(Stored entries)
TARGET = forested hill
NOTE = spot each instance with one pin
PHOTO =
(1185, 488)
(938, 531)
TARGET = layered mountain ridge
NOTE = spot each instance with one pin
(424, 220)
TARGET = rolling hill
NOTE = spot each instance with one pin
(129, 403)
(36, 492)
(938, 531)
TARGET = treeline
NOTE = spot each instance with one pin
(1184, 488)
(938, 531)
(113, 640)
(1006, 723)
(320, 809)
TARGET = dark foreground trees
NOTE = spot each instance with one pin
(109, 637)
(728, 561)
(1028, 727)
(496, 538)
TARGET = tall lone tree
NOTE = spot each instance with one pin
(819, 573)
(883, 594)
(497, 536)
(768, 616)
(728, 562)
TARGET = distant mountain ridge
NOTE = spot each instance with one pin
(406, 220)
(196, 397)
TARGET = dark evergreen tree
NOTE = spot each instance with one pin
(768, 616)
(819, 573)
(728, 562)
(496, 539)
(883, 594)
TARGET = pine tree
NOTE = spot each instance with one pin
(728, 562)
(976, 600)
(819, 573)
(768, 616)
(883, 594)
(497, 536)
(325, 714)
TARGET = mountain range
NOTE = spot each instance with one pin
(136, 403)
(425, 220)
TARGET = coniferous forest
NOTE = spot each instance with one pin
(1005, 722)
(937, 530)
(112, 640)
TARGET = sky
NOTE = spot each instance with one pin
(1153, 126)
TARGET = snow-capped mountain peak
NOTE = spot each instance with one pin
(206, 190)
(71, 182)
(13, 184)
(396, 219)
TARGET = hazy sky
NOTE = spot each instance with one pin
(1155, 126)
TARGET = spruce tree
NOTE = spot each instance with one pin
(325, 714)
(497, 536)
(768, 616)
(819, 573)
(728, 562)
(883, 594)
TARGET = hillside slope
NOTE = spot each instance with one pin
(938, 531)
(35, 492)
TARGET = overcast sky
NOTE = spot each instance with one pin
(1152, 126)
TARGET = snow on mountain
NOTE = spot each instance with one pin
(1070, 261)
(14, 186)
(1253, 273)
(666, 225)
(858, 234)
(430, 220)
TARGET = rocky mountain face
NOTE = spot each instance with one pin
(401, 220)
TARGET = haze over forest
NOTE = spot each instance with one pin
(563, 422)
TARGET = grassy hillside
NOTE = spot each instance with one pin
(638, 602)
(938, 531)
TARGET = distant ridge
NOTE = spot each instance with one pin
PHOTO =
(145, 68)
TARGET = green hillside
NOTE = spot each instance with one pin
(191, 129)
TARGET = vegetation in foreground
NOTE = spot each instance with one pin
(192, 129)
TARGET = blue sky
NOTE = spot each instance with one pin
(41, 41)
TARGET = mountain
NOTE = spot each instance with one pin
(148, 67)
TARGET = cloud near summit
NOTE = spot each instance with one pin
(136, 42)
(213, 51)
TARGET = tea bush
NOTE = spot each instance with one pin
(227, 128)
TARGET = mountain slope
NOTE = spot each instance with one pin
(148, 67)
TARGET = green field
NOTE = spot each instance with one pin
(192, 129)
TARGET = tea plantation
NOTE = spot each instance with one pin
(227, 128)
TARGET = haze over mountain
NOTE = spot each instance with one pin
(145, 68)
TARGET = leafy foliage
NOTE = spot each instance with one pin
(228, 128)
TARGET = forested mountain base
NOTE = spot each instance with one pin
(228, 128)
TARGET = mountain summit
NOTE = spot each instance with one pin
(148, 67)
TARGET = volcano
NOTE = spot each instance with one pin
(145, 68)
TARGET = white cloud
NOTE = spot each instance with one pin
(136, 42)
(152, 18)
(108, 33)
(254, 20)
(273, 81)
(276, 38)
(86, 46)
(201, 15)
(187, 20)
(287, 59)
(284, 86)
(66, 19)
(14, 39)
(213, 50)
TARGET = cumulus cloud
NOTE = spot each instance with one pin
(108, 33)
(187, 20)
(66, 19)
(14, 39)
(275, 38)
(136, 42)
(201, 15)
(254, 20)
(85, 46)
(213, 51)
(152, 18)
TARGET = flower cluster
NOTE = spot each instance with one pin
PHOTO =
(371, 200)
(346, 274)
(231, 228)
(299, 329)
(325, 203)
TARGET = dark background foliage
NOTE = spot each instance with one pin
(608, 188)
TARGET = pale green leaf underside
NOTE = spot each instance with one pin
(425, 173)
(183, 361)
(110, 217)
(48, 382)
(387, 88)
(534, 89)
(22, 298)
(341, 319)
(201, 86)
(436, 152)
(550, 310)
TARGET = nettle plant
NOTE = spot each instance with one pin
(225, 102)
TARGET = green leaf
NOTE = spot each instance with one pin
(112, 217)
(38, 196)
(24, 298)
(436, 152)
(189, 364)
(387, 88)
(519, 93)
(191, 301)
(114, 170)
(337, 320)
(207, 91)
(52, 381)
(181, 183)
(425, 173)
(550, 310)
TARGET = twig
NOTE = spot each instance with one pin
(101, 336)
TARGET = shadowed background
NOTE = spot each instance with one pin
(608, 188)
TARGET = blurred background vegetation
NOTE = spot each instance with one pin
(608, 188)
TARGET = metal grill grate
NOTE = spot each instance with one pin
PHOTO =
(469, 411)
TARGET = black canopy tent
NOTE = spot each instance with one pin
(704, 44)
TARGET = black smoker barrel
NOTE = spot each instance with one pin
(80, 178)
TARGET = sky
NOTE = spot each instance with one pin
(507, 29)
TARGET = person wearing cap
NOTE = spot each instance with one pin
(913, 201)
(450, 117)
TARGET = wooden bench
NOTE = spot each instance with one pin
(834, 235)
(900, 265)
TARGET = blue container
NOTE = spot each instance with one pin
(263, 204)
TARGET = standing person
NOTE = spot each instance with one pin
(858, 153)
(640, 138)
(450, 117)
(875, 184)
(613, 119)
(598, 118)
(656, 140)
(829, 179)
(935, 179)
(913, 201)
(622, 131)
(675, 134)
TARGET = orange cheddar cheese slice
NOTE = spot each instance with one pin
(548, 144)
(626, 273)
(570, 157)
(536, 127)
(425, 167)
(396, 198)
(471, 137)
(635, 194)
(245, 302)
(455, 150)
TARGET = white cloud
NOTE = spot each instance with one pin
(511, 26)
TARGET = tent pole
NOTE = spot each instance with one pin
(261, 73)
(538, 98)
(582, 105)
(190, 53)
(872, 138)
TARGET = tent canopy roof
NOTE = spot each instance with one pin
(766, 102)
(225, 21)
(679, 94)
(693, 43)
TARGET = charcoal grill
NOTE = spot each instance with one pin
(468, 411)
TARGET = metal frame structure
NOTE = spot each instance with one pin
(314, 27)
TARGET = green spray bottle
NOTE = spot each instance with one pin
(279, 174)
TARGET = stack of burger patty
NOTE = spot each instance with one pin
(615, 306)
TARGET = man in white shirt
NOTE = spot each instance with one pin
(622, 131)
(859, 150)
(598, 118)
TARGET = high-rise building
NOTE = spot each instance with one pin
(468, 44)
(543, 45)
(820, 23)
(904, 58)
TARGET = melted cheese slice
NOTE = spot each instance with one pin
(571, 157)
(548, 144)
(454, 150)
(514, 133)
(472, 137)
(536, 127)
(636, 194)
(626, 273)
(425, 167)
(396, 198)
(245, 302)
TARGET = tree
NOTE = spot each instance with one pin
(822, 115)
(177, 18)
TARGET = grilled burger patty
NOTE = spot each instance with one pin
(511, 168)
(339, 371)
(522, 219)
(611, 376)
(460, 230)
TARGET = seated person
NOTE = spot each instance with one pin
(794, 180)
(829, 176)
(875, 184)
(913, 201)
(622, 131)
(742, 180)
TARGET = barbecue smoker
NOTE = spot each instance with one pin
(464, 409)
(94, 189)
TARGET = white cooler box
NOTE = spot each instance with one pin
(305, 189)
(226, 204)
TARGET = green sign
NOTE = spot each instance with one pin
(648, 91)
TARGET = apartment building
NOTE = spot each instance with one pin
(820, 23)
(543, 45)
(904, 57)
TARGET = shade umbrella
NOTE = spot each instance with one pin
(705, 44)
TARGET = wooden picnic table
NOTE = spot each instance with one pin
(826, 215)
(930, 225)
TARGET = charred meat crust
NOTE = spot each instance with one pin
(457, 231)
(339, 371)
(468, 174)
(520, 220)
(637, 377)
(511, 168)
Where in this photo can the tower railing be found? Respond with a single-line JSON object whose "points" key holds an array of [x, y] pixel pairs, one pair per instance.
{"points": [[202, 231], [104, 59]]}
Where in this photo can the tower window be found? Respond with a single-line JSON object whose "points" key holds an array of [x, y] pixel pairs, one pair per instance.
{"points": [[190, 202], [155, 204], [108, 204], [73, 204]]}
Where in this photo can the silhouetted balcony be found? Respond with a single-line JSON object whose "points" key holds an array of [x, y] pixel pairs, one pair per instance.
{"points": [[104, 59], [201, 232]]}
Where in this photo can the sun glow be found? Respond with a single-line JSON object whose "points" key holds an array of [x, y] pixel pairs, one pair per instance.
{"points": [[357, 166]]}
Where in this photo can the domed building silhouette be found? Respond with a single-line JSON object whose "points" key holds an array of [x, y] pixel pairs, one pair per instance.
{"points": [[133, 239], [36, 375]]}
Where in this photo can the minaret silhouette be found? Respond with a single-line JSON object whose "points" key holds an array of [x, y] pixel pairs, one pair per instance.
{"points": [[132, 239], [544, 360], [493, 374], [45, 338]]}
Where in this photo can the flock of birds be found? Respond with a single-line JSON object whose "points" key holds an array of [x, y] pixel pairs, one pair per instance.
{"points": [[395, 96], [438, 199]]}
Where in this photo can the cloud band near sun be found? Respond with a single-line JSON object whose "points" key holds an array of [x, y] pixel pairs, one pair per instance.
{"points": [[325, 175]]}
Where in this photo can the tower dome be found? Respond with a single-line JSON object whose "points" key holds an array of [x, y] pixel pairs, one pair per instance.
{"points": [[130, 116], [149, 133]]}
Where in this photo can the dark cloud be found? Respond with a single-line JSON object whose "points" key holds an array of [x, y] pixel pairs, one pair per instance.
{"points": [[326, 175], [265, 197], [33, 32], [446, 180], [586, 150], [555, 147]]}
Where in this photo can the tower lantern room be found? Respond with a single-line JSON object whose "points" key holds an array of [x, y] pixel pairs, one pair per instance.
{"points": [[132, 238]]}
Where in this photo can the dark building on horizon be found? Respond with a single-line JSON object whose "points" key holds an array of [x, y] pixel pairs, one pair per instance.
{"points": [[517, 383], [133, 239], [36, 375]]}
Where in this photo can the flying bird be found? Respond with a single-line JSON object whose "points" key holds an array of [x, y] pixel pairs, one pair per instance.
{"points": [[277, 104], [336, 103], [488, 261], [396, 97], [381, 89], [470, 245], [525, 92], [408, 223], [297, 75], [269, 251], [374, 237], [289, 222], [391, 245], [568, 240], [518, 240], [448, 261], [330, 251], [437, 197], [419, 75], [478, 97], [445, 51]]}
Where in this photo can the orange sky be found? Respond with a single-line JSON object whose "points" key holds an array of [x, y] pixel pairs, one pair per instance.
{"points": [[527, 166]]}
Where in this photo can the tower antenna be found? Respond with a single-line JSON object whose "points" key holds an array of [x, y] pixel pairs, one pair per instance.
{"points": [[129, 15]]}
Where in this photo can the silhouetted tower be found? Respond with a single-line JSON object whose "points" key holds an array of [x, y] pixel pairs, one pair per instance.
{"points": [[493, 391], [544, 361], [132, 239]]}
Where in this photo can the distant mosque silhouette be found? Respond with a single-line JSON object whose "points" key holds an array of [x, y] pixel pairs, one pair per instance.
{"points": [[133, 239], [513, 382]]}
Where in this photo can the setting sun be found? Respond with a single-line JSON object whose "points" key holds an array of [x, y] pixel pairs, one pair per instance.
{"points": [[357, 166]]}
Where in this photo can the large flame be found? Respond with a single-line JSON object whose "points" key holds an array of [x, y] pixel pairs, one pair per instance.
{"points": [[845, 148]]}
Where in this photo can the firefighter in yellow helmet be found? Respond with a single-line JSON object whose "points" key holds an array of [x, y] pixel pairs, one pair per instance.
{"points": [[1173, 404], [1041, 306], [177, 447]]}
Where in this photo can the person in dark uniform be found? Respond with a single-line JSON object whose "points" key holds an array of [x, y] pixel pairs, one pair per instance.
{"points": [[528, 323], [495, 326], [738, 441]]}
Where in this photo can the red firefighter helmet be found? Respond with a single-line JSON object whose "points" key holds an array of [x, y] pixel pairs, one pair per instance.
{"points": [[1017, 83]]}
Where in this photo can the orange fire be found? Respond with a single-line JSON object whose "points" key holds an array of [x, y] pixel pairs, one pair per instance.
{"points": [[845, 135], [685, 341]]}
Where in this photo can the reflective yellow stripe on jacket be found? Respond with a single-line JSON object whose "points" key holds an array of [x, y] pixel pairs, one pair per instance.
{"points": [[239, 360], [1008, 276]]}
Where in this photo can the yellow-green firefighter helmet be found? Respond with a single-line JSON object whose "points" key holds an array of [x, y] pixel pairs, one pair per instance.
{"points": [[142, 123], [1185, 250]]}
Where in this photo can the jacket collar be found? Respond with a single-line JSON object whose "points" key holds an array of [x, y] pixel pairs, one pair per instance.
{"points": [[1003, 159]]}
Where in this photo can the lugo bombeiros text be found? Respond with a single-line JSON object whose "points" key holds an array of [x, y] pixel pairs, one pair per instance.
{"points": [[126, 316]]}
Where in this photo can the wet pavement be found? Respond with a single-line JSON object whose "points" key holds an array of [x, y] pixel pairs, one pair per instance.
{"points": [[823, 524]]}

> [WHAT YOU NEED TO DO]
Write out exactly the lines starting with the one that holds "Where in this photo can the jacket" and running through the last line above.

> [THE SOLUTION]
Where in this photo can the jacket collar be found? Respond with a single-line JSON object whose "points" key holds an array of [x, y] pixel pairs, one pair per instance.
{"points": [[1003, 159]]}
Where in this photo can the lugo bombeiros text be found? Respond with a single-line JSON object whose "points" key holds an array of [x, y] pixel pairs, one pair per instance.
{"points": [[126, 316]]}
Where in this photo can the wet pavement be found? Respond with a single-line JSON object whose "points" key holds an array of [x, y] pixel pairs, one pair per instance.
{"points": [[823, 524]]}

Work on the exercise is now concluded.